++++ Extracted text ++++
# CENTURY



## Graeme (Mar 8, 2009)

Went to the local Sunday markets and bought a small book titled CENTURY with many interesting photos from the 20th century. The captioning is lacking in quality but I'm willing to forgive them as the price tag was only $4.00. 

Titled "German aircraft dogfighting over Rotterdam with Dutch Fokker G-21s."
Fake?...





Italian Fiat "Human cannon" of 1922...





(More if you're interested)


----------



## GrauGeist (Mar 8, 2009)

Looks like there's some cool photos in there...

But I don't know about that "dogfight"...the aircraft are all lined up, and seem too close (bunched up)...


----------



## 109ROAMING (Mar 8, 2009)

Dogfight looks like a small series of photos

Cool pics!


----------



## Marcel (Mar 8, 2009)

G-21's? 
I've never heard of photo's of that particular dogfight. It looks like being faked. I don't think there was a D.XXI present at that time like the 2nd one form the right. If these are real images of that dogfight (even a combined one) it would be unique.


----------



## Lucky13 (Mar 8, 2009)

Like the famous "dogfight" photo from WWI? Keep 'em pics coming mate!


----------



## Graeme (Mar 8, 2009)

Marcel said:


> G-21's?



Oops! My captioning is just as bad! Sorry Marcel I should've typed *G1* (it's getting late here. ) It still looks fake. 
_
"Near Berlin and surrounded by Russians, an SS man evaded capture by pulling the pin from a grenade in his belt, causing more to explode"_...





_"Clara Petacci"_...





_"Margaret Bourke-White photographed this mother who had murdered her children and who afterwards killed herself. Her Nazi husband was already dead"_...


----------



## sturmer (Mar 8, 2009)

intresting pics


----------
++++ Dataset excerpt ++++
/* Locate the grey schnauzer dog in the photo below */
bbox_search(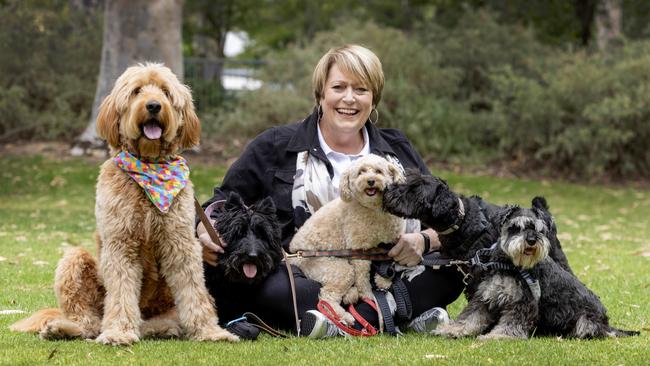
++++
Written tasks:
1. From the forum thread about the CENTURY book, output the passage starting at "Looks like there's" and ending at "109ROAMING (Mar 8, 2009)", copied word for word.
2. According to the thread about the CENTURY book, what was the price of the book?
3. For each statement, say whether it agrees with the CENTURY thread. Answer yes or no, and quote the words from the thread that decide it.
(a) Graeme bought the book at the local Sunday markets.
(b) Marcel thinks a D.XXI was present at the time of the dogfight.
(c) GrauGeist finds the aircraft in the dogfight photo too close together.

Answer set:
1.
Looks like there's some cool photos in there...

But I don't know about that "dogfight"...the aircraft are all lined up, and seem too close (bunched up)...


----------



## 109ROAMING (Mar 8, 2009)

2. $4.00

3.
(a) Yes. "Went to the local Sunday markets and bought a small book titled CENTURY"
(b) No. "I don't think there was a D.XXI present at that time"
(c) Yes. "the aircraft are all lined up, and seem too close (bunched up)"